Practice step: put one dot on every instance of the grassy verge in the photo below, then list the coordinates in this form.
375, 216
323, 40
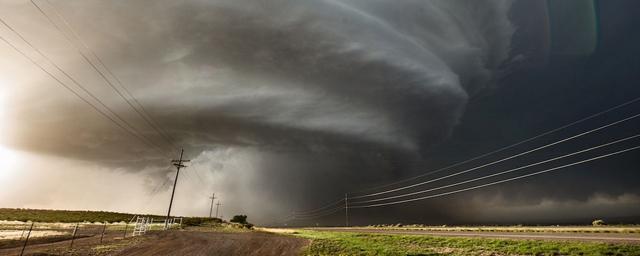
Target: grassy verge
343, 243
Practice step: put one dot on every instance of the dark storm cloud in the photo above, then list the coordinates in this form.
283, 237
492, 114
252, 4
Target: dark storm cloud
256, 73
331, 93
290, 103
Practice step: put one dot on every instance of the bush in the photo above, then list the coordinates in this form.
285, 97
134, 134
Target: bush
198, 221
598, 223
239, 219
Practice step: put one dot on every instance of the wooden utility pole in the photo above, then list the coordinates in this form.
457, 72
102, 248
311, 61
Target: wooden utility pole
213, 197
346, 210
73, 237
217, 207
178, 164
26, 240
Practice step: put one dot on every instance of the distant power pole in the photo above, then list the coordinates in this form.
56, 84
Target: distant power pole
346, 210
213, 197
178, 164
217, 207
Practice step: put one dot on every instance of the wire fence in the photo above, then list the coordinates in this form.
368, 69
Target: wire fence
18, 238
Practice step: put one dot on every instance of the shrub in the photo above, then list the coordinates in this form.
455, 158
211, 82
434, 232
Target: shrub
239, 219
597, 223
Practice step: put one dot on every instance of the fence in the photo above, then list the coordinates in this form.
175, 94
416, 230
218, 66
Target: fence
18, 238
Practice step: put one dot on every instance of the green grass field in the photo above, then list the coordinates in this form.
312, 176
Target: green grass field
339, 243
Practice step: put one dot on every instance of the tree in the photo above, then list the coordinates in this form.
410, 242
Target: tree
242, 219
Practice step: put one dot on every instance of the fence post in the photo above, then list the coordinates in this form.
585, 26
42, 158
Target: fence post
73, 237
24, 228
26, 240
104, 227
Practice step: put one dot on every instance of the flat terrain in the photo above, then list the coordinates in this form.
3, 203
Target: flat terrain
387, 242
216, 243
633, 238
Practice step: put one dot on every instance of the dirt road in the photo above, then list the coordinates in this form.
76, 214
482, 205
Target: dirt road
215, 243
585, 237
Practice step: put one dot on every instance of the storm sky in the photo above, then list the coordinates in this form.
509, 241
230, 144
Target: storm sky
287, 105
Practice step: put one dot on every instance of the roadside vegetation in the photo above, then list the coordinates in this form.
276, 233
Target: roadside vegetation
346, 243
597, 227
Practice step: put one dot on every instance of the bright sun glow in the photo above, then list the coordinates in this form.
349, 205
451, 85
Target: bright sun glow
9, 158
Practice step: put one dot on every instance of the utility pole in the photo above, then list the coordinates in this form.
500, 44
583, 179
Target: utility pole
346, 210
217, 206
213, 197
178, 164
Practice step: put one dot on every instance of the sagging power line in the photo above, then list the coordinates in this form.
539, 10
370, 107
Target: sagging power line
582, 120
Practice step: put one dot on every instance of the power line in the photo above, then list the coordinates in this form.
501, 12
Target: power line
504, 148
501, 160
132, 133
498, 182
500, 173
142, 111
88, 60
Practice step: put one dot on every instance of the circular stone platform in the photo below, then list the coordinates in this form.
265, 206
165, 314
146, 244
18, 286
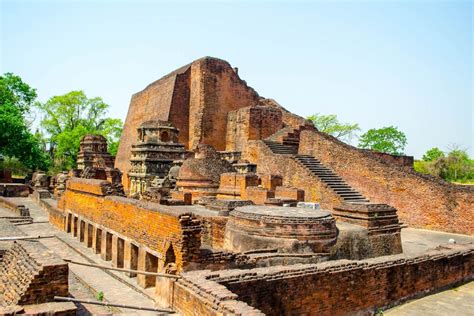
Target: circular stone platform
288, 229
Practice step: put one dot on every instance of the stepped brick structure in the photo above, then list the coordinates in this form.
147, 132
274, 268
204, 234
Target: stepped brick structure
213, 176
93, 153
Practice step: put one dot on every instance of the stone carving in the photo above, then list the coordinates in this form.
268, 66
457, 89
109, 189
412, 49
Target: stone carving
153, 156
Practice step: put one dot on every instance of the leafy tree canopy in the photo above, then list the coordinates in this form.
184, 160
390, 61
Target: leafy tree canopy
433, 154
16, 98
15, 92
455, 166
67, 118
330, 124
387, 139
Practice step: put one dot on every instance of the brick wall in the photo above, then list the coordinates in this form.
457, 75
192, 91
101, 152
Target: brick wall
14, 190
195, 98
151, 225
421, 201
294, 174
251, 123
330, 288
29, 272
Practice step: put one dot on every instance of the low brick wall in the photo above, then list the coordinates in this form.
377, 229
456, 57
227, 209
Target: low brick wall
29, 272
151, 225
55, 215
330, 288
422, 201
14, 190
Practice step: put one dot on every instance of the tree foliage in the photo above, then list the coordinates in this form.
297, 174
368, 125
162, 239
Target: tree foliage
330, 124
16, 99
433, 154
387, 140
67, 118
455, 166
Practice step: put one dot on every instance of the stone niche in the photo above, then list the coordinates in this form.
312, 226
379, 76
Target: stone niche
287, 229
200, 175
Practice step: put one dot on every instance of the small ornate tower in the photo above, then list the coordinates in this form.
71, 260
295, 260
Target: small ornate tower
153, 154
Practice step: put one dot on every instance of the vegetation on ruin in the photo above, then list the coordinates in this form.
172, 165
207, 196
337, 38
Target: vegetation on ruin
16, 140
67, 118
455, 166
331, 125
388, 140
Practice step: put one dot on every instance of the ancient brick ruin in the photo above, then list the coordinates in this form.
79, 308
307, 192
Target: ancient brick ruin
235, 200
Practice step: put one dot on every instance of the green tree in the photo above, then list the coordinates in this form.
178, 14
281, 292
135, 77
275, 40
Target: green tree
433, 154
387, 140
16, 99
330, 124
67, 118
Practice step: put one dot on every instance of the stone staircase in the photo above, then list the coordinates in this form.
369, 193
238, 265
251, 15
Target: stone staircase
325, 174
281, 149
329, 177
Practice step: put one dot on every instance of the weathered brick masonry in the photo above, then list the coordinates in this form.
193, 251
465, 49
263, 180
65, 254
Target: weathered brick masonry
421, 201
330, 288
294, 174
29, 272
196, 98
156, 227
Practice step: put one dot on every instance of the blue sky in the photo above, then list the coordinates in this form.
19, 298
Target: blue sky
376, 63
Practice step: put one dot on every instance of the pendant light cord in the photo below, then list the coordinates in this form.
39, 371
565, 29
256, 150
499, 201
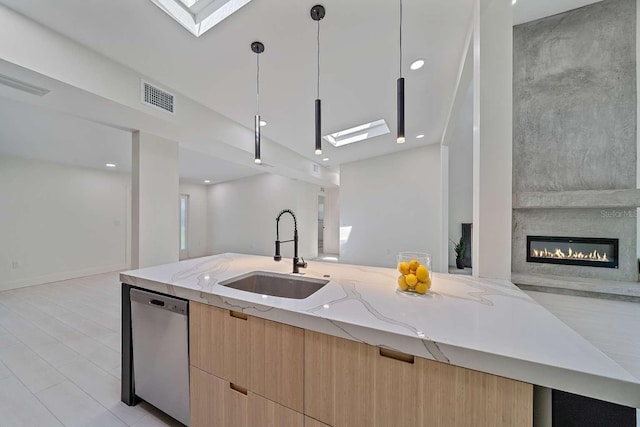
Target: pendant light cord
400, 38
258, 84
318, 97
▬▬▬
Work instructions: Locate "Practice step: put one dot on every instance of the small" in the listing above, then print exactly the lines from that line through the final one, omitting all pictures.

Result of the task:
Practice step: put one dot on every instance of the small ornate tower in the photo above, then list the coordinates in this form.
71, 260
295, 260
Target: small ornate tower
153, 154
Practice step: put one dot on every instance of the vegetation on ruin in the photo above, then list the coordinates in this form.
172, 165
207, 196
337, 38
Target: vegetation on ruin
16, 140
67, 118
455, 166
331, 125
388, 140
Practice step: put one dot on every instance of the ancient brick ruin in the photo above, then list the coordinates in this form.
79, 308
307, 192
Target: ancient brick ruin
235, 200
Practice step: put one dot on every instance of the green tree in the photo above, then list the coordinates in this form.
178, 14
281, 292
135, 77
275, 40
Target: green tree
433, 154
387, 140
16, 99
330, 124
67, 118
Practice step: put one dot on every instance of the stone staircase in the photo above, then list the coordinates in this form.
369, 193
238, 265
251, 15
Target: stone staircase
325, 174
281, 149
329, 177
Practice step: put one dot on every instance of the weathered brick masonry in the photo above, then list the coordinates in this form.
193, 251
465, 49
263, 180
65, 254
Target: weathered brick masonry
421, 201
330, 288
294, 174
29, 272
196, 98
156, 227
Practice step: put one dot on every instance of the blue sky in the photo above, then list the coordinates in this form.
19, 298
Target: blue sky
376, 63
Practice step: put one dot on every instance of the pendant light cord in the photo below, then list the coordinates in this form.
39, 371
565, 29
256, 150
499, 201
Target: pendant light cord
400, 38
258, 84
318, 97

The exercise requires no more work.